**文档节选**

_ _ _

2013/7/8 10:57:25 点击数: 【字体:

梁鸿:这些地方这些人身边,知识分子应该在场

    上世纪90年代以来,有相当一部分知识分子一直在乡村大地奔走,继承和发挥晏阳初和梁漱溟的乡村建设精神,他们面临的处境非常困难,但他们仍然有坚定的信念,试图重建乡村,并寻找中国生活的另外的可能性

    梁鸿

    文学博士。致力于中国现当代文学研究,文艺思潮研究。发表学术著作《巫婆的红筷子》,学术专著《外省笔记:20世纪河南文学》,《灵光的消逝:当代文学叙事美学的嬗变》,《中国在梁庄》。曾在《南方文坛》《当代作家评论》等核心学术期刊杂志发表论文四十余篇,数篇论文被《新华文摘》、《中国社会科学文摘》转载,获2010年度人民文学奖,2009年度《南方文坛》优秀论文奖,2008年度当代作家评论奖。《中国在梁庄》获“新浪2010年度十大好书”。现任职于中国青年政治学院中文系,人民大学文学院博士后。

    村庄是一个民族的子宫

    羊城晚报:你的书《中国在梁庄》影响很大,还被评为新浪2010年度十大好书之一。评论家认为你的这本书写出了“中国农民生存的疼痛”。请问书里的故事都是真实的吗?在《人民文学》杂志发表的时候,我记得是被放在了“非虚构”的栏目里的。

    梁鸿:故事是真实的。《人民文学》把它放在“非虚构”栏目恰如其分,也使得《梁庄》获得了新的理解角度。但是,“非虚构”并非和“真实”完全一致,我们通常所言的“真实”是指“已经发生的事情”,而“非虚构”还有去除“遮蔽”的意味,它不只关注社会大事件和大运动,还更多地指向内心和尚在混沌之时的事物,指向微观生命和个体存在。

    羊城晚报:你在书里提出:农村成了民族的累赘,农民成了底层、弱势群体的代名词,是这样的吗?

    梁鸿:如果稍微思考一下中国当代乡村在现代性发展中的位置,回想一下农民在当代生活中的形象和生活状态,答案就不言自明。这一现象并非只是一个群体是否能够致富、过上好日子的问题,它会带来很多文化问题。村庄的溃散使乡村人成为没有故乡的人,没有根,没有回忆,没有精神的指引和归宿地。它意味着,孩童失去了最初的文化启蒙,失去了被言传身教的机会和体会温暖健康人生的机会,它也意味着,那些已经成为民族性格的独特个性与独特品质正在消失,因为它们失去了最基本的存在地。村庄,在某种意义上,是一个民族的子宫,它的温暖,它的营养的多少,它的整体机能的健康,决定着一个孩子将来身体的健康度、情感的丰富度与智慧的高度。

    留守生活对“穷二代”伤害很大

    羊城晚报:“穷二代”的问题逐渐成为中国社会的一个大问题。《梁庄》里你写到那桩曾经轰动的少年强奸杀人案,从而引发了“救救孩子”的忧虑。你书里还写了不少留守孩子的例子。可以从农村学校教育的角度谈谈留守孩子的问题吗?

_ _ _

(标注记录)
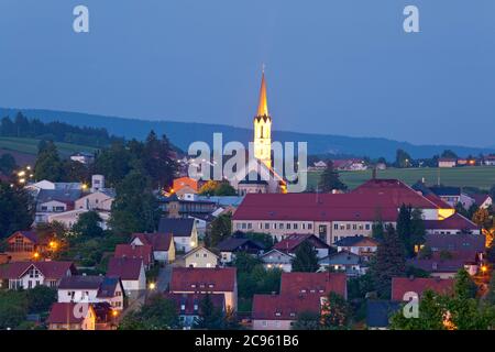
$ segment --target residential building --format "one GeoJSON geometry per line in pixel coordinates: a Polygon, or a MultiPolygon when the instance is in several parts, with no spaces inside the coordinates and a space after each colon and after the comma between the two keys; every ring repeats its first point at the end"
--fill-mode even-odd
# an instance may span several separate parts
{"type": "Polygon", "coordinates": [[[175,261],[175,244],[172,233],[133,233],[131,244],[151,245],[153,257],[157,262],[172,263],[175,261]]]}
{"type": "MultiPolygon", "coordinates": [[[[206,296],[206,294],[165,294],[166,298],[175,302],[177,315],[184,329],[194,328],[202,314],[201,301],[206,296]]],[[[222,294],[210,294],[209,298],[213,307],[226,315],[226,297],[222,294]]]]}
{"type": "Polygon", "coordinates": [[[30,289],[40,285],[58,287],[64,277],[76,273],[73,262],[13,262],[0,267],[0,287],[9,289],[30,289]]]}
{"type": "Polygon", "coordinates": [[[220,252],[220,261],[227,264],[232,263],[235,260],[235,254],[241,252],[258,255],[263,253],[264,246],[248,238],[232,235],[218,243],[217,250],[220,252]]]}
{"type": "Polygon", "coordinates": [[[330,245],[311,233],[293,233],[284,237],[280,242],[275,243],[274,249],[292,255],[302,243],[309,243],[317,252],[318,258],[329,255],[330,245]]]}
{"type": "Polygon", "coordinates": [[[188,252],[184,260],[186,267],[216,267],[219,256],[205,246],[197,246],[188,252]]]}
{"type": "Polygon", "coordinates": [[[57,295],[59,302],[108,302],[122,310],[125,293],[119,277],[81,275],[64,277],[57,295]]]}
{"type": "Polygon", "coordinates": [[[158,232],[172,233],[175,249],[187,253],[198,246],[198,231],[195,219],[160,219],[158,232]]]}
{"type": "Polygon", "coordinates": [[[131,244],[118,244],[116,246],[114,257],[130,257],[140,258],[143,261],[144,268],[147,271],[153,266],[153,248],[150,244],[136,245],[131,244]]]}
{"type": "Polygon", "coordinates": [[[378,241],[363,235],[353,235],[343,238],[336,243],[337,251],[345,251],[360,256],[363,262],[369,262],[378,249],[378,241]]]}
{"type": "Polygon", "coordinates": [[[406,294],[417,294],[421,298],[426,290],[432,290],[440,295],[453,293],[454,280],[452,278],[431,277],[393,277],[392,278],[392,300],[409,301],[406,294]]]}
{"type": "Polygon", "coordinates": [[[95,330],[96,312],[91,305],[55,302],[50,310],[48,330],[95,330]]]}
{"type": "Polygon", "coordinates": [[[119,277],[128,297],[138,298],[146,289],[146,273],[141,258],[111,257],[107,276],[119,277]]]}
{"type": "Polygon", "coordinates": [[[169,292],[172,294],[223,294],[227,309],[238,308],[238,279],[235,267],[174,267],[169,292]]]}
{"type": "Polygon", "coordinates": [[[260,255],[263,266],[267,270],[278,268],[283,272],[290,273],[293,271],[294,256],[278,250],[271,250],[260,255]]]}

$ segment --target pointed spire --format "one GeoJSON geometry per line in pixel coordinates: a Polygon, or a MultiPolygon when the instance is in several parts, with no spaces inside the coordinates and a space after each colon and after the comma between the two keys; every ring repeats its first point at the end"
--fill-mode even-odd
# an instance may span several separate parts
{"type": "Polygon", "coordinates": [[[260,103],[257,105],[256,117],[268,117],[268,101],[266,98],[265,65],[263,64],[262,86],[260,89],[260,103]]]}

_ _ _

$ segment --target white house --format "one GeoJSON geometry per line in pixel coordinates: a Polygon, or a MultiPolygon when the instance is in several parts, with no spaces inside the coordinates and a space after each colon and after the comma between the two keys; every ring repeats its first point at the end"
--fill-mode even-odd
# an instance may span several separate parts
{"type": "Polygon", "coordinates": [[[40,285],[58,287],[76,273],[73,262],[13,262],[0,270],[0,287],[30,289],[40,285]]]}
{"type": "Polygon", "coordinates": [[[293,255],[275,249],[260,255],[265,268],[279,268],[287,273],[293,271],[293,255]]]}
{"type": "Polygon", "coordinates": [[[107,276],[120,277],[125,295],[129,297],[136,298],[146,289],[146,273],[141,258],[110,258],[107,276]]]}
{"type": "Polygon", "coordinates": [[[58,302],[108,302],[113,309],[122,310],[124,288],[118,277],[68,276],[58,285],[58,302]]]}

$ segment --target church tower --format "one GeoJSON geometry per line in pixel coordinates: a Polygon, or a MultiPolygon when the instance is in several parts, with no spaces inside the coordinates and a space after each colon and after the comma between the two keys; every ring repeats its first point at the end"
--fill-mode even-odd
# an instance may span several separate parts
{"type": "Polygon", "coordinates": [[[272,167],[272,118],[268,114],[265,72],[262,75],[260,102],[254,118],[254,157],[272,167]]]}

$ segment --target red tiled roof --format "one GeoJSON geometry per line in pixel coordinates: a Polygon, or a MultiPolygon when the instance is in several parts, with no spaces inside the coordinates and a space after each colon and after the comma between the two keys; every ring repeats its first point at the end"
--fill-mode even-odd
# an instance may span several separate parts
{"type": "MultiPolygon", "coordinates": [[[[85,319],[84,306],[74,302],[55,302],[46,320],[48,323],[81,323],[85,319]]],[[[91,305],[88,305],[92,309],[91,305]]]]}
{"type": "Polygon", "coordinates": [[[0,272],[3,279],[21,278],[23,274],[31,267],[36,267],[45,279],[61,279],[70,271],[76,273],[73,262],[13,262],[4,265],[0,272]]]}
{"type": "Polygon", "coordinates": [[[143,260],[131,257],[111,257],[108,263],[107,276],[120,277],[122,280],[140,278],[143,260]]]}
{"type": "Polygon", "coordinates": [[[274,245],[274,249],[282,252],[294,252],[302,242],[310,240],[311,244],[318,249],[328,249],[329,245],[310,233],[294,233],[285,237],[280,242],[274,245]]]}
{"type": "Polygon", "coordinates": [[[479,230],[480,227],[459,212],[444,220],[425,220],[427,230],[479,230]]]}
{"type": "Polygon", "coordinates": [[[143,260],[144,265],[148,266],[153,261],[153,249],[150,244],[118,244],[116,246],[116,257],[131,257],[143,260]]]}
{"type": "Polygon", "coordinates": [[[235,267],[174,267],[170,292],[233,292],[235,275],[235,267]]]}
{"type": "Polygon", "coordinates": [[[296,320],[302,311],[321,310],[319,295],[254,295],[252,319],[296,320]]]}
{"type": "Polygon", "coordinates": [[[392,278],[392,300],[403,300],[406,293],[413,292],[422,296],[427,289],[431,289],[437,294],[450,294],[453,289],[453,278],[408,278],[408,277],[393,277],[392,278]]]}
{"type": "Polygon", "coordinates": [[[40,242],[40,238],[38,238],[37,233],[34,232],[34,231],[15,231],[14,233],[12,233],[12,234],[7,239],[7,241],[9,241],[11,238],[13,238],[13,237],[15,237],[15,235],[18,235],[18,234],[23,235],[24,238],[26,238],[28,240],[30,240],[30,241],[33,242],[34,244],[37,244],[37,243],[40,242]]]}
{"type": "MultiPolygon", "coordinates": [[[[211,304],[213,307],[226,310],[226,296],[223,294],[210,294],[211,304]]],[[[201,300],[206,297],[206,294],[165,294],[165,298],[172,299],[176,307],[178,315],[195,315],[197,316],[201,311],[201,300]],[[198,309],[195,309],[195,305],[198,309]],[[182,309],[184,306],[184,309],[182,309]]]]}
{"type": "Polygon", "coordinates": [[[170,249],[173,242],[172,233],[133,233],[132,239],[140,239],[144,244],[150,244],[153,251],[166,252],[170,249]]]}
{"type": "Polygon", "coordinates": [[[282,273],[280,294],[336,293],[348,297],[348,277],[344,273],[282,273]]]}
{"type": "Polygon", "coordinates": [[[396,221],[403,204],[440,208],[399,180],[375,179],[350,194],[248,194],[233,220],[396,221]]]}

_ _ _

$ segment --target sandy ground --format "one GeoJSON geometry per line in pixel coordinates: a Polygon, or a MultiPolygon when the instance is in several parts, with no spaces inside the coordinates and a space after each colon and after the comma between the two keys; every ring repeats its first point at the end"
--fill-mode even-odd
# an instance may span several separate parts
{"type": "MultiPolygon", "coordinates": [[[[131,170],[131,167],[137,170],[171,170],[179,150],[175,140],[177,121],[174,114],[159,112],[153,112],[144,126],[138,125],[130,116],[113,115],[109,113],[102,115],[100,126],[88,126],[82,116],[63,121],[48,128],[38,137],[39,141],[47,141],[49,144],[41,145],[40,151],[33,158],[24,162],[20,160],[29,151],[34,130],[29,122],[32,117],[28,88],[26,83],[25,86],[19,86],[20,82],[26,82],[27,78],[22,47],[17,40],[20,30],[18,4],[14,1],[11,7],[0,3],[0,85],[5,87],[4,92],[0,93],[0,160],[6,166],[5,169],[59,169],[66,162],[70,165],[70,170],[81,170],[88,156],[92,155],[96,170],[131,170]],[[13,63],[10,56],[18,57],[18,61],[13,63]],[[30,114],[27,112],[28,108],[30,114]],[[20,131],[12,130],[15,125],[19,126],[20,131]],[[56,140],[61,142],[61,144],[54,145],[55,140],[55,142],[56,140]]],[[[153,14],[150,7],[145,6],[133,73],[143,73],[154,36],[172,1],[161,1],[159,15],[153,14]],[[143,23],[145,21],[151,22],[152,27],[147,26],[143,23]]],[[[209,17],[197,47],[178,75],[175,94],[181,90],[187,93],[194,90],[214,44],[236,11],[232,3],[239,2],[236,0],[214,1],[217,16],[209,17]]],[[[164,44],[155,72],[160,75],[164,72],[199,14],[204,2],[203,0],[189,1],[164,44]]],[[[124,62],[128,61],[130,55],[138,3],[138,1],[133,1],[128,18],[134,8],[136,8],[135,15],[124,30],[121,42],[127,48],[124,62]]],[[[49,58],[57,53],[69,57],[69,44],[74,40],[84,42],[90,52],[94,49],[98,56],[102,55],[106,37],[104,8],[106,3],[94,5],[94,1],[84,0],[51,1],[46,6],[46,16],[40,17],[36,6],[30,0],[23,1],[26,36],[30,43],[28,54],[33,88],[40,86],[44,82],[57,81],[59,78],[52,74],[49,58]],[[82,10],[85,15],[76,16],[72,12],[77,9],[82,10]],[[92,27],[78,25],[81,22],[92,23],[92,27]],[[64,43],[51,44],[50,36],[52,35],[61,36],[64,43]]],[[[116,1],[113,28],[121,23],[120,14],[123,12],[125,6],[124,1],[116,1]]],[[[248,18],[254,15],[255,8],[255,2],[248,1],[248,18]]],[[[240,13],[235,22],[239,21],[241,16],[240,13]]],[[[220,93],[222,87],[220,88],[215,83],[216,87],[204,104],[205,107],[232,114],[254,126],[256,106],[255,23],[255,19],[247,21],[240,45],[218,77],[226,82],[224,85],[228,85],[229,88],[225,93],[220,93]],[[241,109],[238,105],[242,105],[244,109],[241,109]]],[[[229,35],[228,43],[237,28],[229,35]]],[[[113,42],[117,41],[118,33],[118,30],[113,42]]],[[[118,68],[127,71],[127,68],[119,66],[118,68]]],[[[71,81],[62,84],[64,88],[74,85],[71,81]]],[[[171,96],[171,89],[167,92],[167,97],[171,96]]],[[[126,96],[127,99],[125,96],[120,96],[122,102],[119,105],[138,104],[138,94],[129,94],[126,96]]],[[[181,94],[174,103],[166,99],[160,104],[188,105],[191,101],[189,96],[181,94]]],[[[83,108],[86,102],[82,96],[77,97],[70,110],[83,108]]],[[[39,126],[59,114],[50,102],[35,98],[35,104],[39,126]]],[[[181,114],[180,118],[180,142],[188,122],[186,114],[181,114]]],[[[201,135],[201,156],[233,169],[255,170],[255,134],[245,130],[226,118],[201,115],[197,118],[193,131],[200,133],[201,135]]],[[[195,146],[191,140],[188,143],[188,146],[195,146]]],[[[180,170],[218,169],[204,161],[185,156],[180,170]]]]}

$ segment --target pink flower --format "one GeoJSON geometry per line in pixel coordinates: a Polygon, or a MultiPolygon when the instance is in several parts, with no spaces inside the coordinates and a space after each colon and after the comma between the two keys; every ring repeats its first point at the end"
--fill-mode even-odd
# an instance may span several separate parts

_ _ _

**练习任务**
A. 在梁鸿访谈中,梁鸿把村庄比作什么?
B. 请接着梁鸿访谈的最后一句往下续写。

**参考答案**
A. 她把村庄比作一个民族的子宫。

B.
    梁鸿:我觉得,教育危机并不只是一个量化的问题,譬如关了几所学校,哪些适龄学生流失,有多少孩子是留守儿童等等,真正的危机是这一普遍现象对民族心灵的巨大伤害。有些东西是无形的,但最终会以有形的东西呈现出来。 在我少年时代,常常是因为贫穷无法上学,没有家长不愿小孩儿上学的,而现在,则是家长看不到上学的希望,在焦虑一阵之后,通常对孩子持一种放任的态度。在这种情况下,教师也失去教学的动力。很多家长也只是把学校当作临时托管所,孩子在学校呆着,不到社会上惹事就行,等大一点,就出去打工了。这种现象并不仅仅是因为农民的功利,孩子的无知,教师师德的下降。整个社会弥漫着一种失望与厌学的情绪,它自然地会影响生活在其中的每一个人。在这样一种荒凉、寂寞和颓败情形下成长的孩子,心灵的创伤很难估量。王家少年只是一个个案,他越出了法律的界线,但是,那无数不被我们所知的留守儿童,他们内心是什么样子呢?痛苦、绝望、情感淡漠、不认真读书的情况是普遍的。一个五岁的小孩子说出“奶奶,你别再说了,再说我就跳坑(村中坑塘)”的话,可见这种留守生活对他的伤害。

    所以,如果要谈农村留守儿童的问题,只谈学校教育是不行的,它应该是整个社会综合的改变。能让孩子们享受到完整的父母之爱,教师有足够的责任心,社会给他们足够的关怀,村庄和整个国家的文化氛围要健康、高尚,要有信仰,等等,才能从根本上解决留守孩子的问题。

    人大代表“不鼓励农村孩子考大学”的观点存歧视

    羊城晚报:农村绝大多数孩子把到城市里打工作为唯一的出路,在你的调查里,有没有在农村不出门打工也活得很好的?他们都做什么呢?

    梁鸿:一时还真想不起来有哪些例子。从全国范围看,肯定有这样的例子,一些富裕的或有资源的村庄,自己有家庭产业,周边有企业,都可以使他们呆在村庄里生活。但是,在北方村庄里,完全留在村庄的年轻人非常少,一般不出门打工的大多是比较老实的,在村里砖厂干活,或在镇上干点临时的活,挣到的钱很少。因为村庄或乡镇的挣钱渠道很少,他们必须出门打工才能挣到盖房的钱,结婚的钱或生病所需要的钱。即使村庄周边有可能的挣钱渠道,也往往被忽略掉。最后会形成一个不良循环,村庄可利用的资源越来越少,农民越来越多地出去。

    羊城晚报:在你的书里,一直弥漫着你对故乡梁庄的情感,你也说过你“爱乡村”。你也是也离开农村来到了城市,是否因为这样才会充满感情,有没有想过假设你一直在农村生活呢?会怎样?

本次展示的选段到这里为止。